- [Brano]:
<<<<

Peperoncino: un vero e proprio elisir di lunga vita

Tutti noi, chi più, chi meno, ci siamo trovati almeno una volta nella vita davanti ad un piatto piccante. Ad alcuni piace, altri non possono farne a meno ed altri ancora fanno un po’ fatica, specialmente quando il grado di piccantezza è molto elevato.

Il peperoncino è un frutto piccante, dalla forma simile ad un corno, prodotto da alcune piante del genere Capsicum. Di origine sudamericana, viene utilizzato principalmente come spezia sia nella sua forma “fresca” che in quella secca.

È particolarmente ricco di vitamine, in particolar modo di vitamina C (è uno tra gli alimenti più ricchi) e carotenoidi come il beta-carotene (precursore della vitamina A).

Il suo gusto piccante è dato dalla capsaicina, un alcaloide che si trova in tutte le parti del frutto (contrariamente a quanto si possa pensare, non è concentrata solo nei semi): pensate che ne esistono oltre 3000 varietà, ognuna con un differente grado di piccantezza che viene misurato, su una scala empirica di valore, chiamata Scoville (in onore del chimico che l’ha ideata).

Secondo una ricerca scientifica, condotta in America, dal Larner College of Medicine dell’Università del Vermont, su una base di 16.000 persone, un’alimentazione ricca di peperoncino sarebbe in grado di ridurre la mortalità del 13%: questo sarebbe dovuto, principalmente, alla diminuzione delle morti per causa cardiovascolare (che, in Europa, rappresentano la causa del 48% di tutti i decessi).

Ma non è finita qui: la capsaicina è in grado di stimolare i Transient Receptor Potential (TRPV-1), dei recettori termici presenti all’interno della nostra bocca: questo va a mettere in moto una serie di meccanismi di difesa del nostro corpo come sudorazione e vasodilatazione periferica. Lo studio americano ritiene che questa stimolazione possa essere in grado di incentivare la termogenesi con conseguente miglior metabolizzazione dei grassi: questo è molto importante in caso di obesità e diabete al punto che il consumo quotidiano di peperoncino potrebbe entrare a far parte della dieta di questi pazienti.

>>>>

- [Materiale fornito]:

<<<<

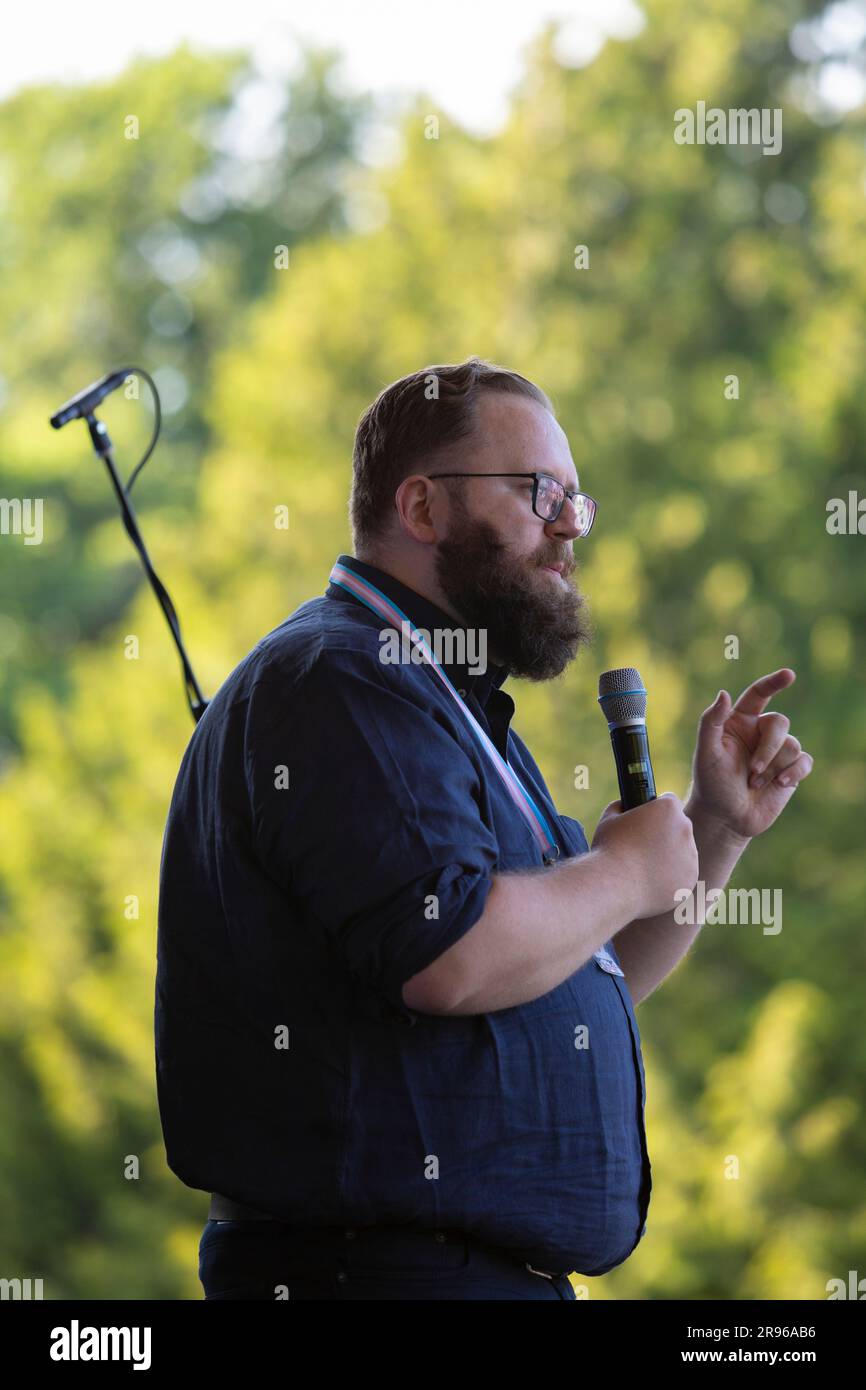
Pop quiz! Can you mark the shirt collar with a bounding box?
[325,555,509,705]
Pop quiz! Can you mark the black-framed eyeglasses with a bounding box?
[424,473,598,539]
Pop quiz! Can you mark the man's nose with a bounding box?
[545,498,581,541]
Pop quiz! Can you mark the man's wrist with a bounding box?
[683,796,752,855]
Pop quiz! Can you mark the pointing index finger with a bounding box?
[731,666,796,714]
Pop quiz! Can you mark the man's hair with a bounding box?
[349,357,555,557]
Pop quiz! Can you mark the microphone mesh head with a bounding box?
[598,666,646,724]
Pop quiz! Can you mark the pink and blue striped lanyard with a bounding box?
[328,562,559,865]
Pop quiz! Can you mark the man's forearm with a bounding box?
[613,801,749,1005]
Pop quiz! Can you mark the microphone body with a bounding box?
[51,367,132,430]
[598,666,656,810]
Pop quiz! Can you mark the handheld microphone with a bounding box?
[598,666,656,810]
[51,367,132,430]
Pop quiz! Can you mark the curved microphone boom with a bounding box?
[598,666,656,810]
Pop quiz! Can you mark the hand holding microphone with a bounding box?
[591,666,699,917]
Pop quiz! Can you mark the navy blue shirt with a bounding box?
[154,555,652,1275]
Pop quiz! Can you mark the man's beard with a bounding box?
[435,498,595,681]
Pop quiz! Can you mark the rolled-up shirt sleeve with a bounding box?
[246,649,498,1016]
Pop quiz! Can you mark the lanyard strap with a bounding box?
[328,562,559,865]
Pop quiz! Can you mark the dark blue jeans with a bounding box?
[199,1220,575,1302]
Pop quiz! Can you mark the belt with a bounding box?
[207,1193,567,1279]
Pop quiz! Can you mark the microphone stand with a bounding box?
[85,411,207,724]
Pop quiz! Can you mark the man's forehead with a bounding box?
[478,392,580,488]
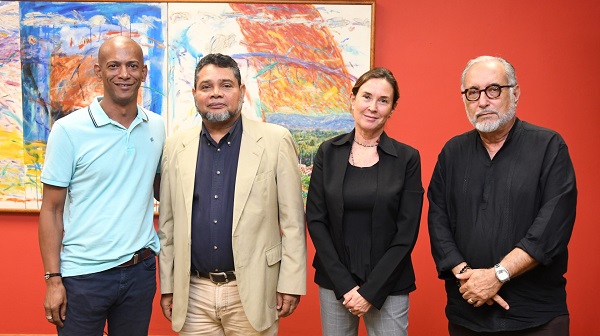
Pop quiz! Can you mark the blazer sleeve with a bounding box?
[306,143,356,299]
[277,131,306,295]
[358,150,424,309]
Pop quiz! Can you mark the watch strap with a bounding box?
[44,272,62,280]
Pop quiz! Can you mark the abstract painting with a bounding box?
[0,0,374,211]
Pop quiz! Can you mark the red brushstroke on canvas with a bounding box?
[230,3,351,119]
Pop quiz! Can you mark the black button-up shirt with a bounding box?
[191,118,242,272]
[428,119,577,332]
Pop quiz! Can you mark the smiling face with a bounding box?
[192,64,246,122]
[463,60,520,133]
[350,78,394,134]
[94,36,148,106]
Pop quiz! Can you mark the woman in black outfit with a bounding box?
[306,68,423,336]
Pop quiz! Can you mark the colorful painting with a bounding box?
[166,3,372,197]
[0,0,374,211]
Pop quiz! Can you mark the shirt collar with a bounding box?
[200,116,242,142]
[88,96,148,127]
[332,129,398,156]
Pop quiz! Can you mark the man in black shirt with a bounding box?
[427,56,577,336]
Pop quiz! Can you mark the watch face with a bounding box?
[495,266,510,282]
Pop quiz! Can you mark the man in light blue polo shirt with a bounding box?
[39,36,165,336]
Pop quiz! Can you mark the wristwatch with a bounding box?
[494,264,510,283]
[44,272,62,280]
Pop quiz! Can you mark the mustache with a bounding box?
[475,108,500,117]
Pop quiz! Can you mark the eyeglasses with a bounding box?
[461,84,517,101]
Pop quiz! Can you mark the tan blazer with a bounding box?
[158,116,306,332]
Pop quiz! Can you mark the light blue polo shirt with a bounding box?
[41,97,165,277]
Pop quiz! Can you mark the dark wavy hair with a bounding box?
[194,54,242,88]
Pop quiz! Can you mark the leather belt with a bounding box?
[117,247,155,267]
[192,270,235,284]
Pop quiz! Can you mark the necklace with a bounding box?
[354,138,379,147]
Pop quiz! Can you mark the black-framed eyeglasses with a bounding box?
[461,84,517,101]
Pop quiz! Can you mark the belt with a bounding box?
[117,247,155,267]
[192,270,235,283]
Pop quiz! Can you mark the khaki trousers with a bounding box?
[179,275,279,336]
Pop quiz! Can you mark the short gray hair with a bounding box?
[460,56,517,90]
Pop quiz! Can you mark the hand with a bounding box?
[277,292,300,317]
[44,277,67,327]
[456,268,510,310]
[160,293,173,321]
[342,286,372,317]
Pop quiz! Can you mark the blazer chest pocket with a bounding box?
[265,243,281,266]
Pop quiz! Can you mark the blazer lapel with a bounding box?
[177,127,201,223]
[231,116,264,234]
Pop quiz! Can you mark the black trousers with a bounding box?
[448,315,570,336]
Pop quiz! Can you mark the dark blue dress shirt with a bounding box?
[190,118,242,272]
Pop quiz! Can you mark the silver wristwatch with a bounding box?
[494,264,510,283]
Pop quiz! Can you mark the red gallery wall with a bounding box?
[0,0,600,335]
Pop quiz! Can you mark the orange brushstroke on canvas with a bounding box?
[230,3,351,119]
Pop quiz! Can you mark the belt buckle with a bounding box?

>>>>

- [Consegna 1]:
Nel testo sul peperoncino, quale sostanza dà al frutto il suo gusto piccante?
- [Consegna 2]:
Trascrivi dal testo sul peperoncino il passo che va da "Il suo gusto" fino a "tutti i decessi)." incluso.
- [Consegna 3]:
Prosegui il testo sul peperoncino dal punto in cui termina.

- [Risposta 1]:
La capsaicina, un alcaloide presente in tutte le parti del frutto.

- [Risposta 2]:
Il suo gusto piccante è dato dalla capsaicina, un alcaloide che si trova in tutte le parti del frutto (contrariamente a quanto si possa pensare, non è concentrata solo nei semi): pensate che ne esistono oltre 3000 varietà, ognuna con un differente grado di piccantezza che viene misurato, su una scala empirica di valore, chiamata Scoville (in onore del chimico che l’ha ideata).

Secondo una ricerca scientifica, condotta in America, dal Larner College of Medicine dell’Università del Vermont, su una base di 16.000 persone, un’alimentazione ricca di peperoncino sarebbe in grado di ridurre la mortalità del 13%: questo sarebbe dovuto, principalmente, alla diminuzione delle morti per causa cardiovascolare (che, in Europa, rappresentano la causa del 48% di tutti i decessi).

- [Risposta 3]:
Inoltre, secondo una ricerca ancora più recente, il suo consumo potrebbe contribuire a mantenere in perfetta forma il nostro microbiota intestinale proteggendolo dall’Helicobacter Pylori, causa principale di ulcere e gastriti.

Aumentando il metabolismo dei grassi si combattono anche ipercolesterolemia ed ipertensione, modulando il flusso di sangue nelle coronarie.

In caso di patologie esofagee, gastriche o intestinali, però, è preferibile evitare il suo consumo. In caso, invece, di condizioni come acidità di stomaco, malattia da reflusso, gastrite, colon irritabile o emorroidi, andrebbe consumato con moderazione e solo su eventuale indicazione del nutrizionista.

Sebbene in questi casi sia tendenzialmente controindicato, secondo recenti studi clinici l’uso costante di peperoncino potrebbe addirittura essere in grado di prevenire patologie come ulcera gastrica ed ulcera duodenale.

Attenzione anche al consumo in concomitanza di alcune tipologie di farmaci: ad esempio, in caso di assunzione di anticoagulanti, potrebbe diminuire la coagulazione del sangue mentre potrebbe aumentare la tosse provocata da farmaci ipertensivi.

Avvisate sempre il vostro nutrizionista di eventuali cure farmacologiche e chiedete sempre il suo parere, sarà pronto a consigliarvi e ad indirizzarvi verso la migliore soluzione per voi.

Una piccola curiosità: per smorzare il bruciore dato dal peperoncino, spesso si tende a bere molta acqua ma, in realtà, è totalmente inutile in quanto la capsaicina è solubile solo in alcool, grasso o proteine (in particolare la caseina, la proteina del latte vaccino) pertanto può essere più funzionale sorseggiare un goccio di vino o mangiare un pezzettino di formaggio (questo spiega anche perché, nella piccantissima cucina messicana, si tende ad accompagnare i pasti con della panna acida).